TEXT UNDER STUDY:
*** Block opens ***

If $\dfrac{x_{n+1}}{x_n}$ converges to $l$, then $x_n$ converges to $0$ Suppose that $(x_n)$ is a sequence in $\Bbb{R}$ and that $$\lim_{n\to\infty}\dfrac{x_{n+1}}{x_n}=l$$ for some $l\in(-1,1)$. How do I show that $x_n\to 0$?
For any $\epsilon>0$ we have an $N$ such that for all $n>N$ $$-\epsilon<\dfrac{x_{n+1}-lx_n}{x_n}<\epsilon$$. Now what should I use?
 A: $$\left|\lim_{n\rightarrow\infty} \frac{x_{n+1}}{x_n}\right| = |l| < 1$$
is a positive answer to the ratio test for convergence of series
$$\sum_{n \in \mathbb{N}} x_n \ .$$
And a series can only be convergent if the associated sequence is a null sequence. Therefore $x_n$ is a null sequence.
A: Since for some reason there is no yet an answer that you'd find useful, and despite of the danger of the downvote spree, let me elaborate on my comment. You know that $|x_{n+1}|/|x_n| \to |l| < 1$, so for $n>N$  ith $N$ big enough $|x_{n+1}|/|x_n|\leq |l| + \frac12(1-|l|) = \frac{1+|l|}2$ and hence 
$$
  |x_n|\leq \left(\frac{1+|l|}2\right)^{n-N}|x_N| \to 0
$$
for $n\to\infty$ since $\frac{1+|l|}2<1$. This is similar to the approach @5xum suggested, however here you don't have to take care of a possible mess with negative numbers.
A: Hint:
Let's assume $l>0$. Then, for large values of $N$, you can assume that $\frac{x_{n+1}}{x_n} < \frac{l+1}{2}$.
A: Take $L$ any number between $|l|$ and $1$. Then there exists $N$ such that for all $n>N$ you have
$$
  \frac{|x_{n+1}|}{|x_n|} \le L
$$
hence, by a simple induction argument:
$$
  |x_{N+k}| \le L |x_{N+k-1}| \le \dots \le L^k |x_N| \to 0.
$$

*** Block closes ***

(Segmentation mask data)

*** Block opens ***

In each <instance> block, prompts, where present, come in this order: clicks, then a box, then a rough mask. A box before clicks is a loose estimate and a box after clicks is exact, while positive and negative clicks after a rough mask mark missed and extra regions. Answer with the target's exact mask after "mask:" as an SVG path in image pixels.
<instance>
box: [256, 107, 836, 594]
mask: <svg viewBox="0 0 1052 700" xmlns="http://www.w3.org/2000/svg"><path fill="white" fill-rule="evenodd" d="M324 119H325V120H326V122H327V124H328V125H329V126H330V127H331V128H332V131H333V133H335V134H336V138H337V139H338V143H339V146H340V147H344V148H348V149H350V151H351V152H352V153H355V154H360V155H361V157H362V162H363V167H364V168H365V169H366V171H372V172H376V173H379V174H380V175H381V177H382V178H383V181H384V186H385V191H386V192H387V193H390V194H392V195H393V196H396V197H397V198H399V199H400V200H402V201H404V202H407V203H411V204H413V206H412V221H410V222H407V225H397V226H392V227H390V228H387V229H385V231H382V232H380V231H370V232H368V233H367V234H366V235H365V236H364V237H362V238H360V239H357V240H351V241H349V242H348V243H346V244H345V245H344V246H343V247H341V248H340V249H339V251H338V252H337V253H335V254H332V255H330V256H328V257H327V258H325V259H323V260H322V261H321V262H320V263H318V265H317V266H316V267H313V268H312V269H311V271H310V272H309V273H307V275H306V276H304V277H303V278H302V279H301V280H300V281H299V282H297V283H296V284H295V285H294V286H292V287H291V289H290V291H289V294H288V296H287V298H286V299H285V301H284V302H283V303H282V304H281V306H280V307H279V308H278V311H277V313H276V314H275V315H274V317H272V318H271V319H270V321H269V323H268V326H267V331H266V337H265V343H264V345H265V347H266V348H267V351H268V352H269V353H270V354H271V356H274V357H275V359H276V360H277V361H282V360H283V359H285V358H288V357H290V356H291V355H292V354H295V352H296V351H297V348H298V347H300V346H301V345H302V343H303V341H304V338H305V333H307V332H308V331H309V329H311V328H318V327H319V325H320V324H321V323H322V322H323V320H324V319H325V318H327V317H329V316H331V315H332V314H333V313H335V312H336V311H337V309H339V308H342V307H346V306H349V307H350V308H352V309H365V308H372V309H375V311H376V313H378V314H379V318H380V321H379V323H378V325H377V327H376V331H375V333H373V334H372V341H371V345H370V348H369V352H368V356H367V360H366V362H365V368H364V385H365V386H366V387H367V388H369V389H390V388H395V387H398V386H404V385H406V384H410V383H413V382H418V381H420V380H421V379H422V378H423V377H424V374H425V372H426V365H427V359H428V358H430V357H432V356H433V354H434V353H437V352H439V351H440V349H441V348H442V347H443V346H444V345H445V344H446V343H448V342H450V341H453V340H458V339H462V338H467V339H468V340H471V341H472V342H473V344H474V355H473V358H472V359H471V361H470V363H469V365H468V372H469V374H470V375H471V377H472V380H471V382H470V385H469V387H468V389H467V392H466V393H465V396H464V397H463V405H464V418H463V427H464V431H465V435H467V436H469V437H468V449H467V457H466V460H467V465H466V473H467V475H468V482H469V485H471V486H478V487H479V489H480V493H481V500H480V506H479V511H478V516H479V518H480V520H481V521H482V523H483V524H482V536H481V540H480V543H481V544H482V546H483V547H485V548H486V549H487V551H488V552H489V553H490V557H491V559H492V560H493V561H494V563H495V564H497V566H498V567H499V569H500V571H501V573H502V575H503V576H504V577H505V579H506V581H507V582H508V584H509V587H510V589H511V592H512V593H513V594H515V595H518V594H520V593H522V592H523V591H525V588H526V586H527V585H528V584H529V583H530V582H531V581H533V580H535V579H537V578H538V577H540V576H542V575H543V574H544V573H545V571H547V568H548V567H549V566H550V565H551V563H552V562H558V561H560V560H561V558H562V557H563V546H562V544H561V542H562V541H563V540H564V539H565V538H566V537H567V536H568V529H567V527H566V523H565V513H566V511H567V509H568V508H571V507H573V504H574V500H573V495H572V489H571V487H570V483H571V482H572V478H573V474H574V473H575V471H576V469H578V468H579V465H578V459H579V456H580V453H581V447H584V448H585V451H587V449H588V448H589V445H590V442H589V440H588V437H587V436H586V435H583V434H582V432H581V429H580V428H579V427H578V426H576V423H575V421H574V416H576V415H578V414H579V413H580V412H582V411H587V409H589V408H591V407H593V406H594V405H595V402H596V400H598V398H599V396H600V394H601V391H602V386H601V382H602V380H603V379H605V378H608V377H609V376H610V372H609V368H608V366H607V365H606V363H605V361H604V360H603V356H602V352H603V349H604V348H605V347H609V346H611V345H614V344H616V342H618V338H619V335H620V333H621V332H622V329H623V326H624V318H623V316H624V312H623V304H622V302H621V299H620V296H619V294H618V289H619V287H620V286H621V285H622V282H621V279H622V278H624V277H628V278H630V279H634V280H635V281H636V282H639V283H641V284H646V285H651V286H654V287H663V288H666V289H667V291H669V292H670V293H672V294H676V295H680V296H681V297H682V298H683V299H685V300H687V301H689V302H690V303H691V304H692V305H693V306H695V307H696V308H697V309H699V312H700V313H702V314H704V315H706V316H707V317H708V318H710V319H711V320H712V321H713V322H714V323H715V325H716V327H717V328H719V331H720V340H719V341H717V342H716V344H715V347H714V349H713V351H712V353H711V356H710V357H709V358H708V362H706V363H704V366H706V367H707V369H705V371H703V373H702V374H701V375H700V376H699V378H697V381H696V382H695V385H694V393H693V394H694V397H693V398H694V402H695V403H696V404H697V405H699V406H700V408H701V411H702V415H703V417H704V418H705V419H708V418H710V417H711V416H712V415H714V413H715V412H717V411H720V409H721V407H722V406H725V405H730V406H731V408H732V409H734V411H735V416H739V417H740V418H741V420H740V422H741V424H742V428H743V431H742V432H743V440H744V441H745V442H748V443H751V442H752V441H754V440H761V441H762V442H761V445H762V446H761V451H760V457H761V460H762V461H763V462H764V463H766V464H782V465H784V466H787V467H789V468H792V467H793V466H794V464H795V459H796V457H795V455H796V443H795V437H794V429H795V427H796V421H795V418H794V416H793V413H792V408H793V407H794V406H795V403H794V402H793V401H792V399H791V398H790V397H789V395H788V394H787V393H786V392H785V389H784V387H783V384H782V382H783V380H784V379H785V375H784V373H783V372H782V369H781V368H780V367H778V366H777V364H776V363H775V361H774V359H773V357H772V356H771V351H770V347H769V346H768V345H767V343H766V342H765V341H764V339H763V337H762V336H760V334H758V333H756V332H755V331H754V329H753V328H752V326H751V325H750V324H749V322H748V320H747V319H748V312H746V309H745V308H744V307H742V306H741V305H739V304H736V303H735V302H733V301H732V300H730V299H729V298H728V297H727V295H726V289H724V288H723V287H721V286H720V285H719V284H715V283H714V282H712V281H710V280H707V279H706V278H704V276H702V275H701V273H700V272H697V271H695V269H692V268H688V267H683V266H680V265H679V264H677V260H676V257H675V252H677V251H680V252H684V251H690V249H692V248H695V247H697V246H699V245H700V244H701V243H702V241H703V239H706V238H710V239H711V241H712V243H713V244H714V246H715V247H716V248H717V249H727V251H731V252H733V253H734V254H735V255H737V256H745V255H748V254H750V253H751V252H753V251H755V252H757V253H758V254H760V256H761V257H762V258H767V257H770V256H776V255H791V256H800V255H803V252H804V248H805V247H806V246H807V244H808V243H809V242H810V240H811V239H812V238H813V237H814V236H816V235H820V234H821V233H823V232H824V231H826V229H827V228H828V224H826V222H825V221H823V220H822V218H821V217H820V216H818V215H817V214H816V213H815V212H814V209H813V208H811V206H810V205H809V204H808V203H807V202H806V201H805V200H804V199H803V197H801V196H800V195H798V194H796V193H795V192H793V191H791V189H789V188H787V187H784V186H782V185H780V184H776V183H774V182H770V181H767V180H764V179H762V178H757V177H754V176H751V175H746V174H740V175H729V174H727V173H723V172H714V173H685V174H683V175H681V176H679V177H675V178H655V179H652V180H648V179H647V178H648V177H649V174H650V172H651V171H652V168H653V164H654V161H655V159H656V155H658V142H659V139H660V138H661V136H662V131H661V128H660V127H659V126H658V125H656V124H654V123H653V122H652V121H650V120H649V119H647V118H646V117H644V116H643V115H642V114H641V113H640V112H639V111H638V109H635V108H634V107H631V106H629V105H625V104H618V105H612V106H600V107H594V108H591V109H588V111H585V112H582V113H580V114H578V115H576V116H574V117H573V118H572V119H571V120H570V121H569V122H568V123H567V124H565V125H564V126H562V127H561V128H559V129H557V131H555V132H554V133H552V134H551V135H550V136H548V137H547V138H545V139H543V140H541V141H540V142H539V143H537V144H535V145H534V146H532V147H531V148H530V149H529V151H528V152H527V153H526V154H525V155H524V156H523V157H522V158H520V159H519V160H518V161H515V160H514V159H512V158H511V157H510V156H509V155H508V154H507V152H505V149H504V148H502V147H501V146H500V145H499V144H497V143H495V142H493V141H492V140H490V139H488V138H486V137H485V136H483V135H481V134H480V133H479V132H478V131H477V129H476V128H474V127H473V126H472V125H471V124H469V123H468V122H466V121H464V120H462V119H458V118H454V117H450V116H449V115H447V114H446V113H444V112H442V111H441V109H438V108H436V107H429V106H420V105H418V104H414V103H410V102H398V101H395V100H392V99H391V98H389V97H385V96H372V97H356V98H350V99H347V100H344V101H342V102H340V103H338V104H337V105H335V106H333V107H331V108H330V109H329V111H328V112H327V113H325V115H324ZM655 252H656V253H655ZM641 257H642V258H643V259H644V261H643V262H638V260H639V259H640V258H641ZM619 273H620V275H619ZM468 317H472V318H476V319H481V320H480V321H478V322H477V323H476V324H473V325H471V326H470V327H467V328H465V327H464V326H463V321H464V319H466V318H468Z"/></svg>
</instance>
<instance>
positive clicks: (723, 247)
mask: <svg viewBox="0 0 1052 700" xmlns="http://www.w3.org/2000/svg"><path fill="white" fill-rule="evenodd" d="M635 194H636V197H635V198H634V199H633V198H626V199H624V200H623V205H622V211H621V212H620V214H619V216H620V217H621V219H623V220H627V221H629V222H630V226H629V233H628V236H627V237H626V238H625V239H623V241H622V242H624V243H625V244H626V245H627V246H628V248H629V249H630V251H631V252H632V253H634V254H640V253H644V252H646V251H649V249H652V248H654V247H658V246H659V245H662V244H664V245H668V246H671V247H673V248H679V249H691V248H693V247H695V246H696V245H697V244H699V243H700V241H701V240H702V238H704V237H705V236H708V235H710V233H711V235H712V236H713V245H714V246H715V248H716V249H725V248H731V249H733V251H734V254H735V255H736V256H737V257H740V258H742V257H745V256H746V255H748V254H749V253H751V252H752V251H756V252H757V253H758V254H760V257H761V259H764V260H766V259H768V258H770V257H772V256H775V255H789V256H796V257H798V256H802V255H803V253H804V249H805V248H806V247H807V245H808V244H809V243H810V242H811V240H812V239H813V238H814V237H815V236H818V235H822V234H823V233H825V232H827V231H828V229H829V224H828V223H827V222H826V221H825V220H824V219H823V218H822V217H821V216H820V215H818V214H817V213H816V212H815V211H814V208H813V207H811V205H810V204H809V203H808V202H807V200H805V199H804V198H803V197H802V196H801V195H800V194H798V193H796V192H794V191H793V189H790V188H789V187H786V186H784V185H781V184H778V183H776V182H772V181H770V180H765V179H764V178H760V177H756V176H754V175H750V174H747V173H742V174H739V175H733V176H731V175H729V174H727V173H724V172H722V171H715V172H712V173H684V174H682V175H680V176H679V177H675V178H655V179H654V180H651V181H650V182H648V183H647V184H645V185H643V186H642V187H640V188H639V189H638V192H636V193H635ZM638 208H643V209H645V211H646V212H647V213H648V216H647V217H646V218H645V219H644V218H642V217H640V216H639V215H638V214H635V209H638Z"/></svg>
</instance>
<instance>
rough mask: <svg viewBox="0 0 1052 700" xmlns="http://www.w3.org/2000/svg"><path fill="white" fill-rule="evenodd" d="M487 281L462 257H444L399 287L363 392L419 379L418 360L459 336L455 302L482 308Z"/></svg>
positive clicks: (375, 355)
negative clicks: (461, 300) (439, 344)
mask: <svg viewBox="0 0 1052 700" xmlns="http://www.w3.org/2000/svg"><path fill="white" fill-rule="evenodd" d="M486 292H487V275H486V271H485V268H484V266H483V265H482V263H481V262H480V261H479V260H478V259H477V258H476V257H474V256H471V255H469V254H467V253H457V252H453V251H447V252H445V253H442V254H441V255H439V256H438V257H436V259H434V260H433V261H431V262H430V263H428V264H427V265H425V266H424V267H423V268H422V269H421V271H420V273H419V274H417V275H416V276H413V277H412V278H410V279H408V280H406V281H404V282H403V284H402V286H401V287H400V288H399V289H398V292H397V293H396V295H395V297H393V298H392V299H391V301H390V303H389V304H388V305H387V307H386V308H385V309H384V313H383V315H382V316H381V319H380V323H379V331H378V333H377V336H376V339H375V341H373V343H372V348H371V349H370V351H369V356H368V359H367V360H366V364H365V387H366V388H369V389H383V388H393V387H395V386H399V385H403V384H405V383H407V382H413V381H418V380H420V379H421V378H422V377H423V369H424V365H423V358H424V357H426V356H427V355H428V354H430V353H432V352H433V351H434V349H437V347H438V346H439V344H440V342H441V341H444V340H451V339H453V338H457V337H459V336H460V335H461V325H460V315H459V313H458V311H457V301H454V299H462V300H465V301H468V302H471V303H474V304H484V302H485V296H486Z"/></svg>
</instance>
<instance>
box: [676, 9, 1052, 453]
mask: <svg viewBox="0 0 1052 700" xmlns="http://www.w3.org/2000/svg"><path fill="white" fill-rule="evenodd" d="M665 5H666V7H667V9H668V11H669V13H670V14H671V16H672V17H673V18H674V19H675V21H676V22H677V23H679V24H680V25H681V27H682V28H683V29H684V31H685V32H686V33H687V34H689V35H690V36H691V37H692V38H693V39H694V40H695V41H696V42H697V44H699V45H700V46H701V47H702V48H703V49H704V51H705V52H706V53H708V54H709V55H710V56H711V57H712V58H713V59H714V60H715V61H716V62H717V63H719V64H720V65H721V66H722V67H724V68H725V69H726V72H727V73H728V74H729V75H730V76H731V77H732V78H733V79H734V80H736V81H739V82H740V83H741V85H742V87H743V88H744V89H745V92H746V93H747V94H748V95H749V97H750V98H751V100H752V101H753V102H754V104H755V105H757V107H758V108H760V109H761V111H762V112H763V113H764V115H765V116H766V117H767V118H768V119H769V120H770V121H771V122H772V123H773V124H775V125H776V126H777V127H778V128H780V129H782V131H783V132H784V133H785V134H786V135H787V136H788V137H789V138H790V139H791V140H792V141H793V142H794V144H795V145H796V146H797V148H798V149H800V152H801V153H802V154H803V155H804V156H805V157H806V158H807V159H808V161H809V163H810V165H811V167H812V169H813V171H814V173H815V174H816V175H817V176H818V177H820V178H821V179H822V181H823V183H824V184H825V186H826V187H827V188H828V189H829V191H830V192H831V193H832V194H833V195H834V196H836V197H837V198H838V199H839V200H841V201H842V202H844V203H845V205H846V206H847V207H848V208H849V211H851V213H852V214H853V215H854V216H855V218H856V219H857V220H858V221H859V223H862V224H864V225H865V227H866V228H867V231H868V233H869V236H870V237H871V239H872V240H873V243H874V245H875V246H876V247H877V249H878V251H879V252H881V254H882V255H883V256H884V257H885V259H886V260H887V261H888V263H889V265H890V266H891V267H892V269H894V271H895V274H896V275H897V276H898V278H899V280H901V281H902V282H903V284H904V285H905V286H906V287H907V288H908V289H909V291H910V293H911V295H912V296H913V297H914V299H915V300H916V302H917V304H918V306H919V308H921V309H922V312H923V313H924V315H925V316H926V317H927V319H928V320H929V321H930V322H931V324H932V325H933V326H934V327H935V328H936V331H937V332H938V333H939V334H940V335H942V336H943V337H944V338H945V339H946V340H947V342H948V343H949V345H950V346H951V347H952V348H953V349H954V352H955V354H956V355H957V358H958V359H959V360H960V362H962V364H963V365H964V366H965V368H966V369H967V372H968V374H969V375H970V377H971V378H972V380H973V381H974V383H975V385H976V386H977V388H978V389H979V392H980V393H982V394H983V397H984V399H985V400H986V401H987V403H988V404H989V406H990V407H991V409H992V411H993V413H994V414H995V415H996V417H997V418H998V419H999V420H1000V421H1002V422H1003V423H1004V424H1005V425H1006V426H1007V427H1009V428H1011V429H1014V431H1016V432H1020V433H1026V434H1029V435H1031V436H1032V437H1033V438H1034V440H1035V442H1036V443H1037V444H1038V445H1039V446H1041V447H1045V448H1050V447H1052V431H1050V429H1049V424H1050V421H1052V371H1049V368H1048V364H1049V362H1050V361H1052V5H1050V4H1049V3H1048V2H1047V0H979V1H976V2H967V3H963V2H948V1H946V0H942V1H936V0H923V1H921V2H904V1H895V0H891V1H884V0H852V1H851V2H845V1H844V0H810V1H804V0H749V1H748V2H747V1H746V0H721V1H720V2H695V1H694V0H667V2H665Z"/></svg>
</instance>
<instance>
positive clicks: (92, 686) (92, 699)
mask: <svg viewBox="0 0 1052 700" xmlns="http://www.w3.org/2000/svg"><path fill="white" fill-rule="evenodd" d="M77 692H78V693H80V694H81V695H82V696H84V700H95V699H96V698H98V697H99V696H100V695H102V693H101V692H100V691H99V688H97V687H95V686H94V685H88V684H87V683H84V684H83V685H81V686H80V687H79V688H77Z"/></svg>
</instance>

*** Block closes ***

ASSIGNMENT: In the thread on sequences whose successive ratios converge, reproduce verbatim the passage between "A: Take $L$" and "L^k |x_N| \to 0.", inclusive.

SOLUTION:
A: Take $L$ any number between $|l|$ and $1$. Then there exists $N$ such that for all $n>N$ you have
$$
  \frac{|x_{n+1}|}{|x_n|} \le L
$$
hence, by a simple induction argument:
$$
  |x_{N+k}| \le L |x_{N+k-1}| \le \dots \le L^k |x_N| \to 0.